GIVEN REQUEST
Rewrite only the part that opens with the line containing "In the picture above, where can the player's tattooed" and closes with the line containing "In the picture above, where can the referee", replacing "tattooed arm" with "extended arm" and leaving everything else unchanged.

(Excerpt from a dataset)
::::::::

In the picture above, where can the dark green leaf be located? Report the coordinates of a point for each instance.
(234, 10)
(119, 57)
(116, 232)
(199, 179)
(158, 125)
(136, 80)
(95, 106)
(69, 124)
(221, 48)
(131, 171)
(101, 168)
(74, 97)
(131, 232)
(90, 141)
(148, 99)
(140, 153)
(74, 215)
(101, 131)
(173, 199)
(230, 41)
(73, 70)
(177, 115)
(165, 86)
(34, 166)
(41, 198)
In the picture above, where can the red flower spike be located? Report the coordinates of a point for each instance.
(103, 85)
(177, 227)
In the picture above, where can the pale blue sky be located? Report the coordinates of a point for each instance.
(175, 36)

::::::::

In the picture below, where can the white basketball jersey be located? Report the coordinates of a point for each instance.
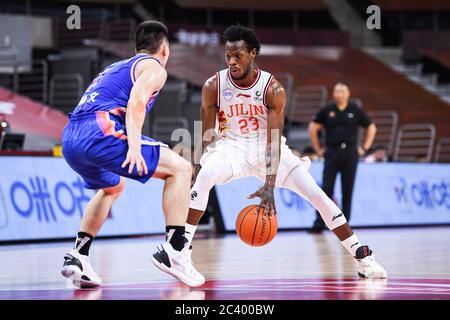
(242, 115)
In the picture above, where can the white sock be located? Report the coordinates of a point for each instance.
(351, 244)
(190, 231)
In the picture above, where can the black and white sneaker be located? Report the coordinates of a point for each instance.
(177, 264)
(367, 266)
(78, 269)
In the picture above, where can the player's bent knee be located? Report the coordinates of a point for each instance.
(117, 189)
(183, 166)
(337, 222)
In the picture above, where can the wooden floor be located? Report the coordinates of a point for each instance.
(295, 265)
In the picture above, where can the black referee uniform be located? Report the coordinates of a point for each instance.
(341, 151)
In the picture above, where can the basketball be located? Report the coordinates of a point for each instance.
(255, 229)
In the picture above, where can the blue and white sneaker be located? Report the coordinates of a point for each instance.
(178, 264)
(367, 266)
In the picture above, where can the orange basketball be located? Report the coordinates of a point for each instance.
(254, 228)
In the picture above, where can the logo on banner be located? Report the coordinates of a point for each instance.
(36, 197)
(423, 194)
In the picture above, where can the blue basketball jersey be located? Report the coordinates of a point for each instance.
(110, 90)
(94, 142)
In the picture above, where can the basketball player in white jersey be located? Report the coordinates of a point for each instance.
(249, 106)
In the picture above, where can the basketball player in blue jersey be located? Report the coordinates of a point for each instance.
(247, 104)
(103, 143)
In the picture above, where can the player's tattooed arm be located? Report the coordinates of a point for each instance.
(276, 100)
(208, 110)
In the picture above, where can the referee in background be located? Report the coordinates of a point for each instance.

::::::::

TASK SOLUTION
In the picture above, where can the player's extended arm be located? Report the coordinates of a point for each instance.
(276, 100)
(208, 110)
In the picture above, where can the referee in background be located? Report the coordinates of a point for each instance.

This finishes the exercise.